* _How to complete this task_:
The records are to be repeated in full, with the images removed.
----- Records supplied
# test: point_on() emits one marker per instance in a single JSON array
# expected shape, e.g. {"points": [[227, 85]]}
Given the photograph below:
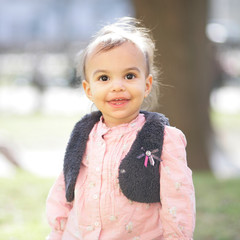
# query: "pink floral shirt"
{"points": [[101, 211]]}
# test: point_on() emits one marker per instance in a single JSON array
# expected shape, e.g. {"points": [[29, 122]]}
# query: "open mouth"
{"points": [[118, 101]]}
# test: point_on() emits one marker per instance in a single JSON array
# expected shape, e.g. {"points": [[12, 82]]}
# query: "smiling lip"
{"points": [[118, 102]]}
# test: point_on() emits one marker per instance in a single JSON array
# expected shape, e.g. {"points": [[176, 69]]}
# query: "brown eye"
{"points": [[130, 76], [104, 78]]}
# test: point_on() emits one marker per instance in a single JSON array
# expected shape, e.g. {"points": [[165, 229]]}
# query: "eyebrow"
{"points": [[125, 70]]}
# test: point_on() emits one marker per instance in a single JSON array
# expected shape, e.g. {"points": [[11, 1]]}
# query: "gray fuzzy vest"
{"points": [[139, 181]]}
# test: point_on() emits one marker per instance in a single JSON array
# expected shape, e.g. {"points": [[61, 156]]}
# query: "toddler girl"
{"points": [[125, 173]]}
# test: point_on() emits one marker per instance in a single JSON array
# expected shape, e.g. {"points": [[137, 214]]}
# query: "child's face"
{"points": [[117, 82]]}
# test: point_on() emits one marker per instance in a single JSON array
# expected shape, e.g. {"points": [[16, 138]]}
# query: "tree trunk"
{"points": [[184, 56]]}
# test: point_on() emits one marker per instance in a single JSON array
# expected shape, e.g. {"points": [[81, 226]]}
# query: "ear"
{"points": [[148, 85], [87, 89]]}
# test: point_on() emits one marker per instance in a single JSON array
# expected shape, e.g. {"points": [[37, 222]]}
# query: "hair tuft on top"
{"points": [[115, 34]]}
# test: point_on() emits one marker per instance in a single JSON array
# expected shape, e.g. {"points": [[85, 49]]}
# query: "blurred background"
{"points": [[198, 46]]}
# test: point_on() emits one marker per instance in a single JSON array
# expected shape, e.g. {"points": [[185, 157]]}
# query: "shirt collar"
{"points": [[121, 129]]}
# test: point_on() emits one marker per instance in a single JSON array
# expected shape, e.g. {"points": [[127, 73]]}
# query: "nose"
{"points": [[118, 85]]}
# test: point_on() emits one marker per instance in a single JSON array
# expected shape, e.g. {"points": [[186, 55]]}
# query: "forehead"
{"points": [[125, 53]]}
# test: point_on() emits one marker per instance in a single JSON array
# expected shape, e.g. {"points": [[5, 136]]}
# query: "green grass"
{"points": [[22, 202], [218, 208]]}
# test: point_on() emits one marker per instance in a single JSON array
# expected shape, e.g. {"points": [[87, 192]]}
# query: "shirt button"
{"points": [[95, 196]]}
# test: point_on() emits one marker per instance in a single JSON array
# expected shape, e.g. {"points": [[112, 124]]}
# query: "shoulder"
{"points": [[174, 137]]}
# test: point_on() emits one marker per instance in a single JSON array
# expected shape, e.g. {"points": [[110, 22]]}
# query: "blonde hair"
{"points": [[113, 35]]}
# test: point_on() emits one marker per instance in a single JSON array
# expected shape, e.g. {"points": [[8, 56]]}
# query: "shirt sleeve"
{"points": [[57, 209], [176, 188]]}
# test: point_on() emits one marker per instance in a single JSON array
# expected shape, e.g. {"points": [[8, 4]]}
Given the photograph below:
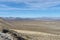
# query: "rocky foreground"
{"points": [[8, 35]]}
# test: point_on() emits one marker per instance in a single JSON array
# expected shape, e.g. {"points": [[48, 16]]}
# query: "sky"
{"points": [[30, 8]]}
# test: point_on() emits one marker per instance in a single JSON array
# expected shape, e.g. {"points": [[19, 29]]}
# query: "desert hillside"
{"points": [[33, 29]]}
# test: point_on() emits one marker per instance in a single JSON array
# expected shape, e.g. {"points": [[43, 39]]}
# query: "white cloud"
{"points": [[33, 4]]}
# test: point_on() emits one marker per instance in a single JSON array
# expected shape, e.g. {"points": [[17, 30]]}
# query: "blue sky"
{"points": [[30, 8]]}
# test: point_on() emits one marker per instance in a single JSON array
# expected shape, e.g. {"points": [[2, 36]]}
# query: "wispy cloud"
{"points": [[27, 4]]}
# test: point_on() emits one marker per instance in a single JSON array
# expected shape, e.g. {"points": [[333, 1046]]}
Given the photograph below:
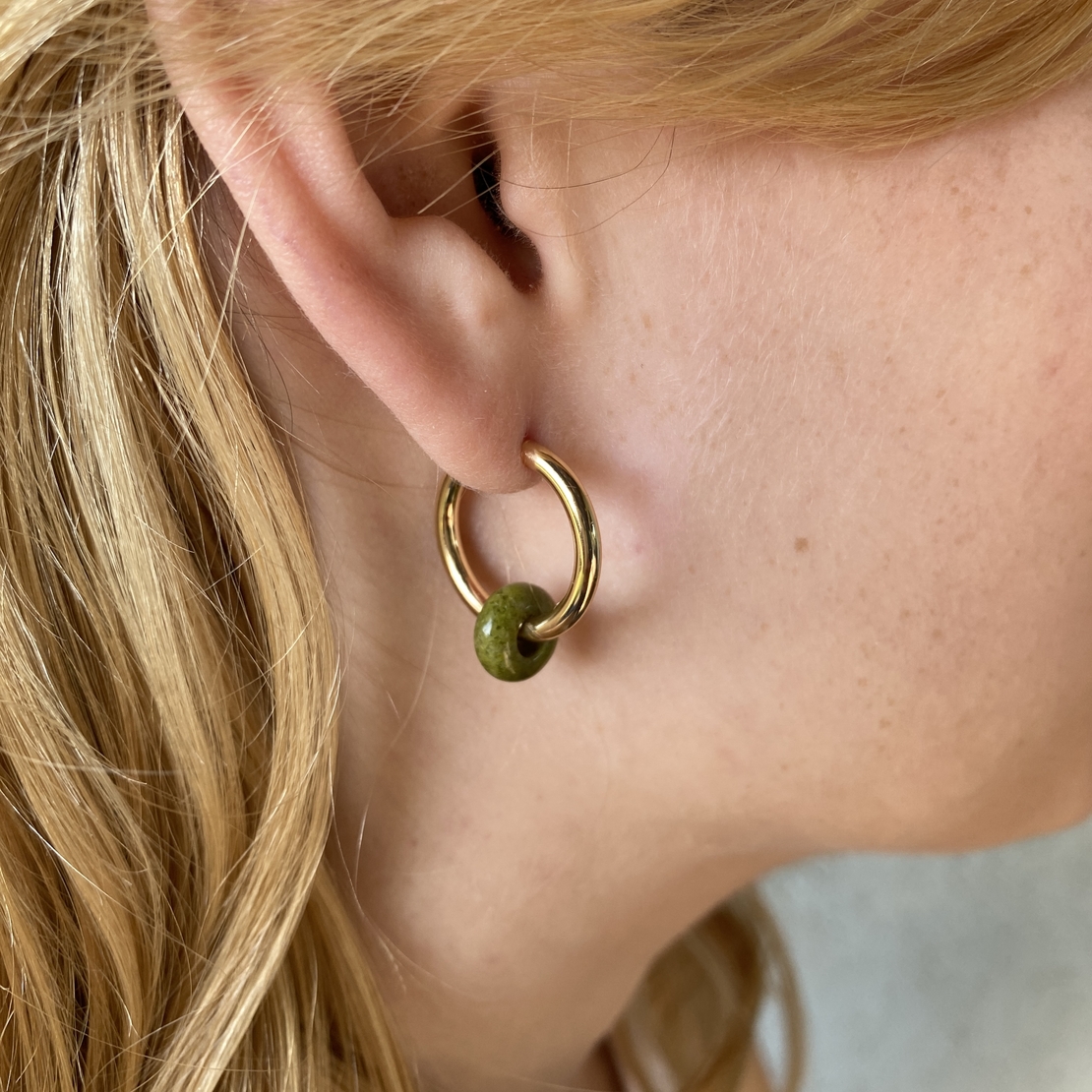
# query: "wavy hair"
{"points": [[168, 677]]}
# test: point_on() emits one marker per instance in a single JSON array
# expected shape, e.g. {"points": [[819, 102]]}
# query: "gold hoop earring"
{"points": [[517, 626]]}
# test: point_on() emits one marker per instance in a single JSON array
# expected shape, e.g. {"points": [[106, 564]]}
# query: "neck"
{"points": [[514, 893], [516, 865]]}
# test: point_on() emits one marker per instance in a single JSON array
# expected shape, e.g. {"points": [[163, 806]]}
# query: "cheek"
{"points": [[882, 544]]}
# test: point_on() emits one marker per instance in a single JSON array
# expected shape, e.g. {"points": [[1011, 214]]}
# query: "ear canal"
{"points": [[510, 248], [444, 160]]}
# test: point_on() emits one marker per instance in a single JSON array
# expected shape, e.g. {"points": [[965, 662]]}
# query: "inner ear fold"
{"points": [[444, 160]]}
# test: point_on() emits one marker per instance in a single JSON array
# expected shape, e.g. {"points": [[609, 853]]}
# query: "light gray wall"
{"points": [[966, 973]]}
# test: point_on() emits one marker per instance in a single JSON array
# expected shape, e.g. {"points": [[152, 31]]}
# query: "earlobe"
{"points": [[416, 307]]}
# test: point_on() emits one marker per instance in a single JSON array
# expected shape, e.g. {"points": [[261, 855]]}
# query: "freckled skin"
{"points": [[740, 346]]}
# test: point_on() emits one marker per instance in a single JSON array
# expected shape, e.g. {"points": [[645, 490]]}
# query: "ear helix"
{"points": [[517, 626]]}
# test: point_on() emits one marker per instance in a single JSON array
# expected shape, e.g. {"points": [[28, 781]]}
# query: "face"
{"points": [[835, 413]]}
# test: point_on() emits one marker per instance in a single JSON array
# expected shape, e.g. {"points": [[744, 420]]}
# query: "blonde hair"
{"points": [[167, 668]]}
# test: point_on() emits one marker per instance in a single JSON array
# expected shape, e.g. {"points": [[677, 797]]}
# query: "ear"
{"points": [[428, 314]]}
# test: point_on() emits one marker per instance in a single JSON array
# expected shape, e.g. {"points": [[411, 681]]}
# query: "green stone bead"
{"points": [[504, 653]]}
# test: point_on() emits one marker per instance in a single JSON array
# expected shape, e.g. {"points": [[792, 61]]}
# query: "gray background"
{"points": [[968, 973]]}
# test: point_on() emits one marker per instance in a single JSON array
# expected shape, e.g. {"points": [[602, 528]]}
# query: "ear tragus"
{"points": [[444, 160]]}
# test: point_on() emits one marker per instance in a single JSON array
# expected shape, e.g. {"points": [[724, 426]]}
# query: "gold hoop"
{"points": [[585, 535]]}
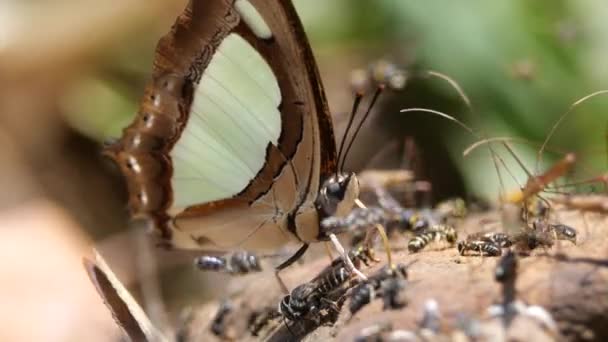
----------
* _Result of this exercise_:
# test: point_on() emits one marker per instance in a single JSON array
# expected shape, e.g. {"points": [[227, 85]]}
Given the photograph below:
# query: "pink floral shirt"
{"points": [[101, 211]]}
# test: point_on() emits one marker per instance in a single JSON array
# expected shape, e.g. {"points": [[29, 122]]}
# query: "open mouth"
{"points": [[118, 101]]}
# test: point_on() emits one marker per instance in a single JSON array
# expected shape, e.g. {"points": [[12, 82]]}
# query: "smiling lip"
{"points": [[118, 102]]}
# test: point_on() emits one marker per instance in a single JSON array
# expected shape, e.g. {"points": [[176, 69]]}
# query: "brown eye"
{"points": [[130, 76], [104, 78]]}
# test: point_on() emits one marker per instance in a single JSON array
# expected shape, e.g. {"points": [[165, 229]]}
# query: "eyebrow"
{"points": [[125, 70]]}
# test: point_on() emits one marker per instance in a single JSON array
# expected shape, e.g. {"points": [[11, 1]]}
# query: "gray fuzzy vest"
{"points": [[139, 181]]}
# test: point_on() emits one marker per instance in a single JSON array
# expected shape, e.g. {"points": [[61, 156]]}
# query: "toddler girl"
{"points": [[125, 173]]}
# test: point_on() emits one marker per instance in a single JSON array
# expected shape, e.g. {"points": [[137, 214]]}
# query: "child's face"
{"points": [[117, 82]]}
# test: point_on() emits one marker per instance in a single JSON array
# expected shape, e.g. {"points": [[16, 138]]}
# query: "tree trunk"
{"points": [[184, 56]]}
# test: point_on() emits one marker per instance in a single JSON array
# expected shape, e.g. {"points": [[81, 226]]}
# query: "ear"
{"points": [[148, 85], [87, 89]]}
# test: point_on() emits one marker per instance in a single JSON array
# expected shape, e.g. {"points": [[37, 222]]}
# query: "hair tuft on top"
{"points": [[115, 34]]}
# test: point_on() emits one marker per instance in a single JSON array
# expected shape, e.g. {"points": [[85, 49]]}
# query: "blurred background"
{"points": [[198, 46]]}
# test: point_on() emits one marker per instance in a single JSON array
# expected shape, e.g. {"points": [[185, 157]]}
# query: "shirt collar"
{"points": [[121, 129]]}
# test: point_on() emits one marker per instance in a single JSON array
# expected shape, e.g. {"points": [[127, 73]]}
# query: "nose"
{"points": [[118, 85]]}
# test: point_on() emits one marker per instance in a single JSON array
# expected shape, e.g. {"points": [[186, 55]]}
# query: "forehead"
{"points": [[125, 53]]}
# test: point_on() emits one marker per instance in a single JSON array
# expected shape, e.g. {"points": [[5, 136]]}
# query: "green grass"
{"points": [[22, 202], [218, 208]]}
# test: point_on() emits one marker per instance in a single JSON array
# expected shape, e.g. {"points": [[87, 192]]}
# query: "shirt button"
{"points": [[95, 196]]}
# test: point_on() emits one marker per instance in a single JSON array
# expected shape, e.g. {"points": [[112, 124]]}
# query: "shoulder"
{"points": [[174, 137]]}
# test: point_on() emits one marker per instance in a single JSON array
# expected shape, e.g. {"points": [[110, 22]]}
# query: "blonde hair"
{"points": [[113, 35]]}
# test: point_on() emits one marker per instance in a single JSON array
# expected shape, e.g. {"points": [[8, 56]]}
# query: "shirt sleeve"
{"points": [[57, 209], [176, 188]]}
# test: point_on() emits one marker per instance in a single JSON array
# expected shape, e.g. {"points": [[8, 4]]}
Given the photograph below:
# query: "rocky foreground"
{"points": [[8, 35]]}
# test: point_on() emits one marker per instance in a single JSON array
# expected shape, e.g. {"points": [[48, 16]]}
# query: "sky"
{"points": [[30, 8]]}
# test: point_on() emits one marker per instance in a single JSON array
# expected shape, e.g. {"points": [[19, 29]]}
# query: "desert hillside"
{"points": [[33, 29]]}
# test: point_on() emits one marker per instance in a single JSON array
# expected shape, e.g. {"points": [[43, 39]]}
# query: "white cloud"
{"points": [[33, 4]]}
# test: point_on() emits one marker per instance in a single JSON array
# expected shape, e.g. {"points": [[17, 30]]}
# query: "blue sky"
{"points": [[30, 8]]}
# test: point_on() emits one marker per instance in a single JSON array
# expected shape, e.g. {"points": [[2, 36]]}
# query: "wispy cloud"
{"points": [[27, 4]]}
# test: point_on() emits one marker per instance in a single JSON array
# expected shape, e.g. {"points": [[333, 1046]]}
Given the photograph below:
# query: "wavy hair"
{"points": [[168, 677]]}
# test: point_on() emits one marker per instance in a single JSON array
# expected shape, e.g. {"points": [[819, 102]]}
# query: "gold hoop earring"
{"points": [[517, 626]]}
# test: point_on() emits one marker per instance in a single JSON array
# expected shape, e.g. {"points": [[106, 564]]}
# query: "neck"
{"points": [[514, 893], [516, 865]]}
# test: point_on() emits one marker per instance in a single JSON array
# expected shape, e.g. {"points": [[163, 806]]}
# query: "cheek"
{"points": [[882, 544]]}
# test: point_on() emits one marker per instance in a single JSON array
# expected shape, e.g. {"points": [[1011, 214]]}
# query: "ear canal"
{"points": [[510, 248], [444, 160]]}
# test: point_on() emits one marker per instance in a single JSON array
# expected shape, e.g. {"points": [[965, 662]]}
# query: "inner ear fold"
{"points": [[444, 160]]}
# test: point_on() emits one marker per instance in a single JSON array
# expected shape, e.g. {"points": [[609, 853]]}
# query: "light gray wall"
{"points": [[966, 973]]}
# test: point_on() emits one marker per instance in a single JSON array
# expected shape, e.g. {"points": [[152, 31]]}
# query: "earlobe"
{"points": [[416, 307]]}
# test: point_on() emits one marker per instance in a single JSON array
# expected shape, e.g. {"points": [[261, 855]]}
# query: "freckled skin"
{"points": [[740, 346]]}
# test: point_on() emits one marker per instance in a single JSON array
# expected shape, e.g. {"points": [[645, 490]]}
# query: "ear helix"
{"points": [[517, 626]]}
# test: point_on() emits one marker per instance in a single JSON array
# expected shape, e.g. {"points": [[28, 781]]}
# query: "face"
{"points": [[835, 413]]}
# test: point_on() emits one marker per instance in a single JSON array
# expected shape, e.g. {"points": [[744, 420]]}
# query: "blonde hair"
{"points": [[167, 668]]}
# test: point_on() emits one marker per instance in a single JSON array
# expected shape, e.g. {"points": [[677, 797]]}
# query: "ear"
{"points": [[428, 314]]}
# test: point_on() emits one marker per instance in a single JSON array
# expected shape, e.g. {"points": [[411, 681]]}
# query: "green stone bead"
{"points": [[504, 653]]}
# test: point_on() emits one marker per instance in a single JSON array
# expected shape, e.g. {"points": [[792, 61]]}
# query: "gray background"
{"points": [[968, 973]]}
# test: point_on() emits one marker per instance in a single JSON array
# expected shape, e.g. {"points": [[602, 528]]}
# query: "ear tragus"
{"points": [[444, 160]]}
# test: point_on() emits one marker per instance in a single JSON array
# expected shape, e.g. {"points": [[724, 426]]}
# query: "gold hoop"
{"points": [[585, 535]]}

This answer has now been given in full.